SELECTED EXCERPT:
[Start of Attachment]

The breakthrough promises to provide a solution to the iron and zinc deficiency disorders that affect billions of people throughout the world.
Dr Alex Johnson, from the Australian Centre for Plant Functional Genomics, says the genetically modified rice has up to four times more iron than conventional rice and twice as much zinc.
"We just tricked the plant into thinking it doesn't have enough iron," he said. "By making the plant think it doesn't have enough iron, it takes up more iron and it puts more iron into the grain."
Rice is the main food source for roughly half the world's population including billions of people in developing countries across Asia, but the polished grain is too low in iron, zinc and Vitamin A to meet dietary needs.
Iron deficiency affects more than two billion people worldwide, so the race is on to produce grains with higher nutritional value.
PhD student Bianca Kyriacou has done the bulk of the work at the Plant Accelerator greenhouse in Urrbrae. She says it's a big achievement we all can be proud of.
"To compete against large organisations and labs that work on this and still be able to produce ground-breaking research, here in little old Adelaide, is pretty cool," she said.

[End of Attachment]

WORK ITEM A:
Answer these questions from the article on iron-rich rice, one line each:
(i) How much more iron does the genetically modified rice contain than conventional rice?
(ii) How many people worldwide does iron deficiency affect?
(iii) Where did Bianca Kyriacou do the bulk of the work?
WORK ITEM B: Name every nutrient that the article on iron-rich rice says the polished grain is too low in.
WORK ITEM C: Please continue the article on iron-rich rice, starting after its final sentence.

THE DATA:
[Start of Attachment]

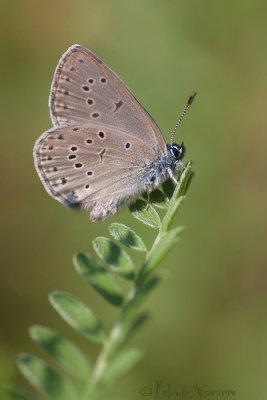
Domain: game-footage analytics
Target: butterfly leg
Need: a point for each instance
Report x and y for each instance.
(172, 177)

[End of Attachment]

TASK RESPONSE A:
(i) Up to four times more.
(ii) More than two billion.
(iii) At the Plant Accelerator greenhouse in Urrbrae.

TASK RESPONSE B: Iron, zinc and Vitamin A.

TASK RESPONSE C:
"It's kind of empowering to know that from the labs here in Adelaide we're able to produce something this substantial . . . that is going to impact not just Australians but people all across the world."
The research, funded by the Australian Research Council and HarvestPlus, was published in the journal PLoS ONE.
Conventional breeding techniques have failed to achieve even half the level of nutrients required, so the scientists turned to biotechnology. They used a plant virus to boost the activity of a gene that naturally occurs in rice.
The team - including researchers from all three universities in South Australia and the University of Melbourne - is the first to raise rice plants in the greenhouse with the desired level of iron and zinc. Field trials began in the Philippines, in collaboration with the International Rice Research Institute.
It will take several seasons for the scientists to determine if the rice is growing properly and consistently taking up sufficient iron and zinc.
Then scientists will have to test whether animals can actually obtain more nutrients from the grain, before progressing to developing a product for human consumption.
Bangladesh would be the first country to try the product, because it's a developing country where the people rely heavily on rice.
Dr Johnson expects the entire process will take about a decade, so it will be a while before iron-rich rice appears on supermarket shelves, but the research opens the door to a range of new and improved super foods.
Personal trainer Palle Muus, 42, from Balance in North Adelaide says he gets his iron from meat and oats but he'd be happy to dose up on iron-rich GM rice.
"Iron is good for the transport of oxygen in the body," he said. "If you don't get enough iron you get tired, headaches and anaemia."